:: Data to use

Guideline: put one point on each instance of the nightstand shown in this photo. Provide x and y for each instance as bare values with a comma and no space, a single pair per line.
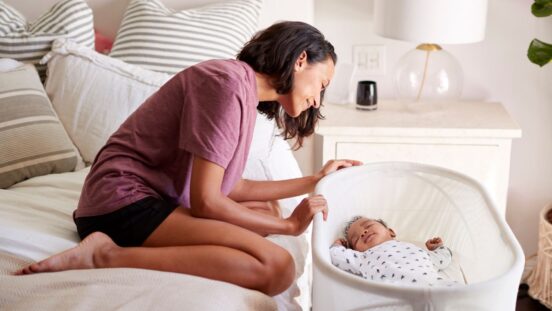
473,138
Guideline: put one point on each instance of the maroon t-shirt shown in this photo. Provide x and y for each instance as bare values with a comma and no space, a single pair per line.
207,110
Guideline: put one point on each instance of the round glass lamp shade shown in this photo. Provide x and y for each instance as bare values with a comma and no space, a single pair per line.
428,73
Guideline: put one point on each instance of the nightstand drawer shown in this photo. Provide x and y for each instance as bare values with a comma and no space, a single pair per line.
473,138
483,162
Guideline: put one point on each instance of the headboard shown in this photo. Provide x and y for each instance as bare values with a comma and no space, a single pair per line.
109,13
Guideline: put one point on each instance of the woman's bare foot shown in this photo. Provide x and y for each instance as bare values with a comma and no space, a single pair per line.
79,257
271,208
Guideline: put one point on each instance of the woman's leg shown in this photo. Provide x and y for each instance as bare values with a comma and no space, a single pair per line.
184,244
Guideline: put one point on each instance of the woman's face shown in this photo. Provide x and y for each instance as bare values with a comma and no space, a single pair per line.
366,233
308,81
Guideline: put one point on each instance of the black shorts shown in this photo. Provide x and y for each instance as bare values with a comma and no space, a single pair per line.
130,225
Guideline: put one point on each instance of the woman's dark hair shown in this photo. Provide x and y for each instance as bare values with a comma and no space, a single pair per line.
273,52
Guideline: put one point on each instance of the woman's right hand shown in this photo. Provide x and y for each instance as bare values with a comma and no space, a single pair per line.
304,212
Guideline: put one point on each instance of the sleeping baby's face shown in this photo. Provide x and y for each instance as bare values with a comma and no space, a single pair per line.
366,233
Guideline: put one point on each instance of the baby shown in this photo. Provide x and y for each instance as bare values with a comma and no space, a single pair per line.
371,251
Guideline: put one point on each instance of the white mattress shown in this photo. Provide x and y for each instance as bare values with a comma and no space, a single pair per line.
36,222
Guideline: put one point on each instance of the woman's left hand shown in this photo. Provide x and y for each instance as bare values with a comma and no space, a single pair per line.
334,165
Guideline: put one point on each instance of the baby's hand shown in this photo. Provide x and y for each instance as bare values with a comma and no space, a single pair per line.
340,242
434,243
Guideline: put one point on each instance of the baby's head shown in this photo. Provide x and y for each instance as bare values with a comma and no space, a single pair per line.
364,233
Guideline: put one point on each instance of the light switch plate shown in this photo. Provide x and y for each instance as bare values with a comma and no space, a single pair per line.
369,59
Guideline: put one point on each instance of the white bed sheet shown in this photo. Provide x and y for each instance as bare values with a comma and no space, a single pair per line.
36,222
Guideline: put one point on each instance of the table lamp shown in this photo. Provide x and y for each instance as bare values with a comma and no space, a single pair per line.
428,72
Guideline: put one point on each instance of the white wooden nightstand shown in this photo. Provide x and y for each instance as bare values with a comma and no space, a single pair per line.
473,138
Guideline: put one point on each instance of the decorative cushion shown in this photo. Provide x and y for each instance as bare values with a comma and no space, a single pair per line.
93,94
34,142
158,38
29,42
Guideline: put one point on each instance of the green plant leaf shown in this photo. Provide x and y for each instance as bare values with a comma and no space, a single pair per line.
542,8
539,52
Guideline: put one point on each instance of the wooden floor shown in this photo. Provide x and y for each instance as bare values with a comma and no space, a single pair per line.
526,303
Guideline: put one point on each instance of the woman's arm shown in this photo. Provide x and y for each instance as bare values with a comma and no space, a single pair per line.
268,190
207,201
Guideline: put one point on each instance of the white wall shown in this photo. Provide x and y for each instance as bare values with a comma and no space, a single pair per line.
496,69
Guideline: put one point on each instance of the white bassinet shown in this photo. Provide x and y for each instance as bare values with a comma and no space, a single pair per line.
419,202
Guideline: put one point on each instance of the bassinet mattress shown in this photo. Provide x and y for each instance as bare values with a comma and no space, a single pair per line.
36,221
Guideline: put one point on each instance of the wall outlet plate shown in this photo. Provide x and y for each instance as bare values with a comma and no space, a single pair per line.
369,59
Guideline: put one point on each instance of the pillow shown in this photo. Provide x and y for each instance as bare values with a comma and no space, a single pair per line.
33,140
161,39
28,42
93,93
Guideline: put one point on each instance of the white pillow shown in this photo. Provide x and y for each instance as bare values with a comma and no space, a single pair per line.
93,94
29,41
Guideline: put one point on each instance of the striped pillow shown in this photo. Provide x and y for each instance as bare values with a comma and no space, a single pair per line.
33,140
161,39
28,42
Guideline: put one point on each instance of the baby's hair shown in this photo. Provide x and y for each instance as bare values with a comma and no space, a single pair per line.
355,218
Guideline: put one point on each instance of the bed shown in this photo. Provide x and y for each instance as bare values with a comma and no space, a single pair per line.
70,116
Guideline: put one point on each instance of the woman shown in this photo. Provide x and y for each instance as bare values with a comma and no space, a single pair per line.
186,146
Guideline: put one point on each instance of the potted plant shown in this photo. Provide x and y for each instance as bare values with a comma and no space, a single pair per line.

::::
:: Data to use

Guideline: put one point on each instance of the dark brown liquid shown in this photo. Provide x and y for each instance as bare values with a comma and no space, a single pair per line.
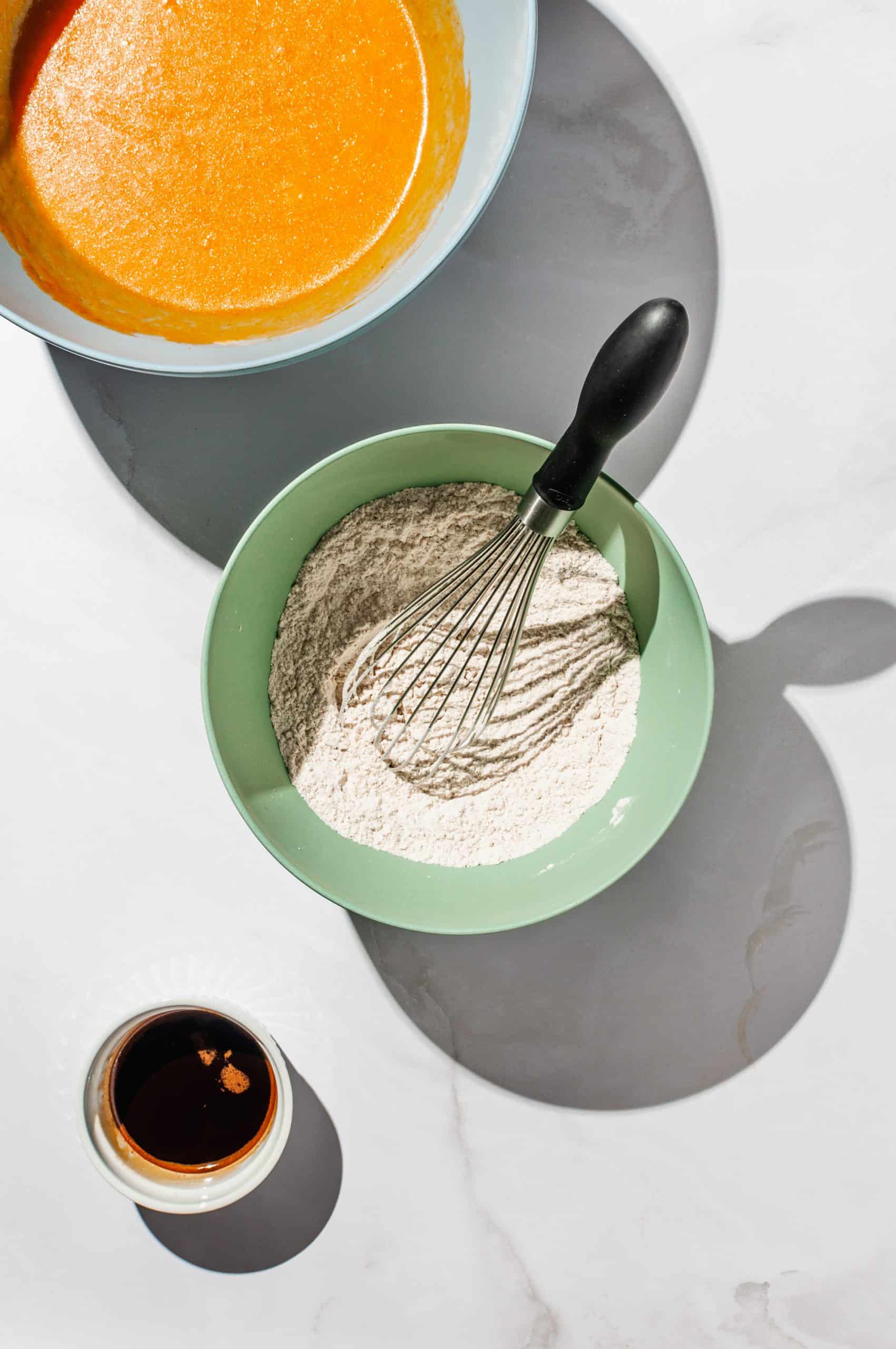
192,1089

::::

■ What to work on: Both the line containing "Guideline: put one point on each instance of the baby's hair" and the line containing "Guideline: put one point on each instance of the potted" belong in the answer. Print them and every line above that falls between them exactly, and no others.

■ Result:
Guideline: put one point on each instance of the baby's hair shown in this photo. Provide x and y for each instance as bare values with a comma and no space, a single pair per line.
355,218
Guideline: put one point on each instance of the bed shown in this photo. Provide x and y for each instance as bare values with a comma and no space, a single pair per line.
70,116
Guideline: put one point on each instance of the woman shown in this photo. Provide x and y for each instance as bare values with a comma and no space, a single pair per line.
186,146
Guideline: put one point on each instance of the potted plant shown in this photo. Provide x and y for each instance as bare values with a comma and no space, a single pair per line.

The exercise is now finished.